Your objective: Reproduce every line of the listing as written, apart from the pictures.

A block of data:

^^^^^^^^^^^^^^^^

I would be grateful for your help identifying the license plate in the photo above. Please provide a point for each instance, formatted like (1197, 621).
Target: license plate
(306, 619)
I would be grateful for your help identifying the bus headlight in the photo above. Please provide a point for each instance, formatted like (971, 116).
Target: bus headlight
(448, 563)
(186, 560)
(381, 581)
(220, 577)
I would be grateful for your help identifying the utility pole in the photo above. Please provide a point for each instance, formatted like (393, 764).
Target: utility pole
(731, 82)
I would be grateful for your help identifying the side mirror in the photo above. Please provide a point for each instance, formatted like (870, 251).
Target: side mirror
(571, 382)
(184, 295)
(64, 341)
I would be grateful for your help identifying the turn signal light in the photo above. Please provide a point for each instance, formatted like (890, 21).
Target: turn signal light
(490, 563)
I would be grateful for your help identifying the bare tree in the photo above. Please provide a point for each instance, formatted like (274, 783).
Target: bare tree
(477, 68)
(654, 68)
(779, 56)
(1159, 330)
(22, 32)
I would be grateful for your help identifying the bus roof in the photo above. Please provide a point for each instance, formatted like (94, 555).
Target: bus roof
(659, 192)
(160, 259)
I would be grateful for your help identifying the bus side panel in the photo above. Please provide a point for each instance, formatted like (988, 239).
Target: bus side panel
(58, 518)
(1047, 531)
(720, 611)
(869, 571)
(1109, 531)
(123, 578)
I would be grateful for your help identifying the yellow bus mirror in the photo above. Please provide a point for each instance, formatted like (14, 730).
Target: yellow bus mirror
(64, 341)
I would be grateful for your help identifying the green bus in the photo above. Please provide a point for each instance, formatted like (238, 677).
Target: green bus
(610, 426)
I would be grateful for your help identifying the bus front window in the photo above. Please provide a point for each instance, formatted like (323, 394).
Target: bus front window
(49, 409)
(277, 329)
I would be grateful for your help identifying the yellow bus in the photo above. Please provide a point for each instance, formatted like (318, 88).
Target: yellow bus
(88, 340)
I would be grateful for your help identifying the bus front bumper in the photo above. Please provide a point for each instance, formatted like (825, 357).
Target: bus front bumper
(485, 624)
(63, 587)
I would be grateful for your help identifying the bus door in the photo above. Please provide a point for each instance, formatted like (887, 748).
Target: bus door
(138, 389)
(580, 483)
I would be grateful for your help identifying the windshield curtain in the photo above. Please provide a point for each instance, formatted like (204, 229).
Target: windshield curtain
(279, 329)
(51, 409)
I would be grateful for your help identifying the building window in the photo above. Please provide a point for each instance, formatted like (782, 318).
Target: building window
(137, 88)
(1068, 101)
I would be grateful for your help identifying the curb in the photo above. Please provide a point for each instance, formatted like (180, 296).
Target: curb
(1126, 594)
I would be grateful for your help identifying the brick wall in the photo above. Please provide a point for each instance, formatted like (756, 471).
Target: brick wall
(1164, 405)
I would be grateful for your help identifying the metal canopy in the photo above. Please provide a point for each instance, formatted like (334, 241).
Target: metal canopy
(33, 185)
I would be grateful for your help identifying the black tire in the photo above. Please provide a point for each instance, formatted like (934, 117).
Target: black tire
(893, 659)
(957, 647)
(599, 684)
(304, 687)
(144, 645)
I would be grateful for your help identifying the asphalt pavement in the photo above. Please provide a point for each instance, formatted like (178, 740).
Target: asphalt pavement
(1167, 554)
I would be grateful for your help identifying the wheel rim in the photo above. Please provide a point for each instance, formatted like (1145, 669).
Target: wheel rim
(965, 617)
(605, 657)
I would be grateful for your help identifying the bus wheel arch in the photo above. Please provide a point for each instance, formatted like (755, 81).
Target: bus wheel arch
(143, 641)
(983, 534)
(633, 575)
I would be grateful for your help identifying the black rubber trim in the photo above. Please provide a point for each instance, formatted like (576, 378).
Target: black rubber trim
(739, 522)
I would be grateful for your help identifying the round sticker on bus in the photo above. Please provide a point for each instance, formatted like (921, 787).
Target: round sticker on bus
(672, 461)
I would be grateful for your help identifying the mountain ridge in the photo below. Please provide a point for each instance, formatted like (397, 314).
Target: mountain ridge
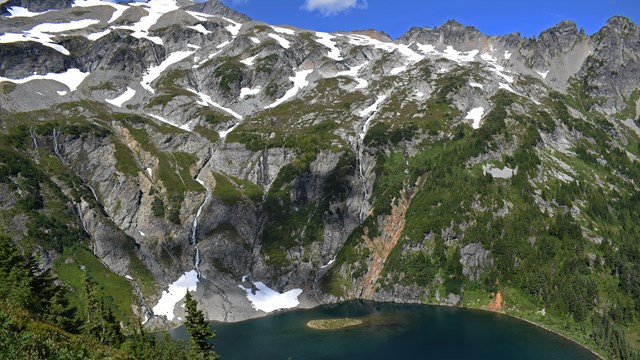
(211, 152)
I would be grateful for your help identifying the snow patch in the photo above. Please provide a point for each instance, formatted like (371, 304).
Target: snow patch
(370, 111)
(98, 35)
(199, 28)
(398, 70)
(459, 57)
(126, 96)
(326, 39)
(283, 30)
(72, 78)
(155, 9)
(17, 11)
(155, 71)
(175, 293)
(353, 72)
(506, 87)
(328, 264)
(185, 127)
(268, 300)
(234, 28)
(299, 82)
(505, 173)
(43, 33)
(249, 61)
(475, 114)
(119, 9)
(244, 92)
(543, 74)
(282, 41)
(205, 100)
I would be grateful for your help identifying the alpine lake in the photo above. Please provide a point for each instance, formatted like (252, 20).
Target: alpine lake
(390, 331)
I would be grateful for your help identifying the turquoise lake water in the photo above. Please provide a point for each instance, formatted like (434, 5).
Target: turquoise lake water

^^^^^^^^^^^^^^^^

Task output:
I would be grateful for your help identifying the license plate in the photo above. Please provide a point for each instance, formatted like (1197, 621).
Target: license plate
(306, 619)
I would be grateful for your help identifying the bus headlight in the photo above. Please provide a point for each instance, formatted like (971, 116).
Target: bus headlight
(448, 563)
(186, 560)
(381, 581)
(220, 577)
I would be grateful for your help identifying the utility pole in the photo above. Please provide a point for each instance, formatted like (393, 764).
Target: utility pole
(731, 82)
I would be grateful for your help identifying the side mirror in the photo above. Please provide a point for each instance, formatted like (870, 251).
Target: side mirror
(571, 382)
(184, 295)
(64, 341)
I would be grateful for your help identifying the turn signal light in the photo above. Please provide a point for each instance, formatted like (890, 21).
Target: turn signal light
(490, 563)
I would be grateful for your help identifying the bare tree in the photo above. Please provide a point for each instance, formatted like (274, 783).
Target: bare tree
(477, 68)
(654, 68)
(779, 56)
(1159, 330)
(22, 32)
I would be grateful for your help identifying the bus roof in the photo above. Please provide a point for each instance, formatted like (94, 555).
Target: bus roof
(659, 192)
(160, 259)
I would be grateful for your help identifying the bus side panel in the photo above. Please provide a point for each instance, formatted like (988, 239).
Target: bus side panel
(58, 518)
(1047, 531)
(720, 611)
(869, 571)
(1109, 531)
(123, 578)
I would be grateful for your help identifying the yellow bus mirror in the photo above. Please provide a point for each instance, formatted like (14, 730).
Target: yellow bus mirror
(64, 341)
I would be grateful for your help identifying the green bus in the photo above. Please provide a point for each instance, formatted like (238, 677).
Target: green bus
(610, 426)
I would be grateful for your help identifying the bus front window in the photo above. Please provide a point for each instance, formatted like (323, 394).
Target: bus front window
(49, 409)
(277, 329)
I would be grateful for your help identifying the yellow bus in the photo above. Please provide a point for each instance, formatted like (318, 88).
Target: yellow bus
(88, 340)
I would be grateful for your help identifying the bus front bumper in the photo above. Please provide a point for each instance, formatted like (825, 357).
Target: bus front bumper
(485, 624)
(63, 587)
I would be grateful for your help identifying the bus door in the photo above. Please provide a point for each instance, formatted like (887, 748).
Target: bus door
(138, 389)
(580, 483)
I would be grateful for your help identifying the windshield curtain in the photo above. Please provide a point for each instance, formatted like (204, 229).
Target: windshield curtain
(279, 329)
(51, 409)
I would be grateful for your help identifying the building window in the photo above. Please provide a point for each instance, formatted like (782, 318).
Target: building window
(137, 88)
(1068, 101)
I would be grateful for your help identifying the curb in the photo above. Please provide a point for each instance, formatted like (180, 296).
Target: curb
(1126, 594)
I would be grateful for your help identifying the brick wall in the photo above. Please provide a point for each instance, formatted like (756, 471).
Target: brick wall
(1164, 405)
I would be grateful for your help identifying the metal canopy in the photo above. Please provide a point for each instance, formatted like (334, 241).
Target: metal canopy
(33, 185)
I would be grateful for your help identifying the black tire in the photo above. Please provide a point for each instance, formatted like (934, 117).
Target: black tire
(893, 659)
(957, 647)
(599, 684)
(304, 687)
(144, 645)
I would be grateful for your help identifying the asphalt pavement in the photo above. Please provide a point for each instance, formatted like (178, 740).
Target: asphalt pavement
(1167, 554)
I would be grateful for your help identifying the wheel rim in the photo above. Please provide a point for each instance, formatted like (1145, 669).
Target: wheel rim
(965, 617)
(605, 657)
I would be grateful for your help identifying the bus wheel arch in the photo above. Please provide a point for each instance, formatted like (755, 81).
Target: bus wheel arch
(143, 641)
(983, 534)
(633, 575)
I would be grateful for your help identifying the black rubber trim in the photo above. Please provide a point for each instance, formatted like (576, 378).
Target: black rubber trim
(739, 522)
I would be grateful for your help identifying the round sticker on bus in the photo above. Please provide a point for each instance, formatted like (921, 787).
Target: round sticker on bus
(672, 461)
I would be grateful for your help identifying the mountain ridge in the photo below. Please provide a point for each instance, formatted like (397, 314).
Target: mountain ridge
(211, 152)
I would be grateful for your help identifying the snow patch in the photo above. Please provide a point for each instance, formatted like (371, 304).
Target: snow patch
(370, 111)
(98, 35)
(199, 28)
(398, 70)
(459, 57)
(126, 96)
(326, 39)
(283, 30)
(72, 78)
(155, 9)
(17, 11)
(155, 71)
(175, 293)
(353, 72)
(506, 87)
(328, 264)
(185, 127)
(268, 300)
(234, 28)
(299, 82)
(505, 173)
(43, 33)
(249, 61)
(475, 114)
(119, 9)
(244, 92)
(543, 74)
(282, 41)
(205, 100)
I would be grateful for your help identifying the alpine lake in the photo above. Please provide a point for each instance, formatted like (252, 20).
Target: alpine lake
(390, 331)
I would be grateful for your help identifying the turquoise lake water in the photo above. Please provide a point for each instance, formatted like (434, 5).
Target: turquoise lake water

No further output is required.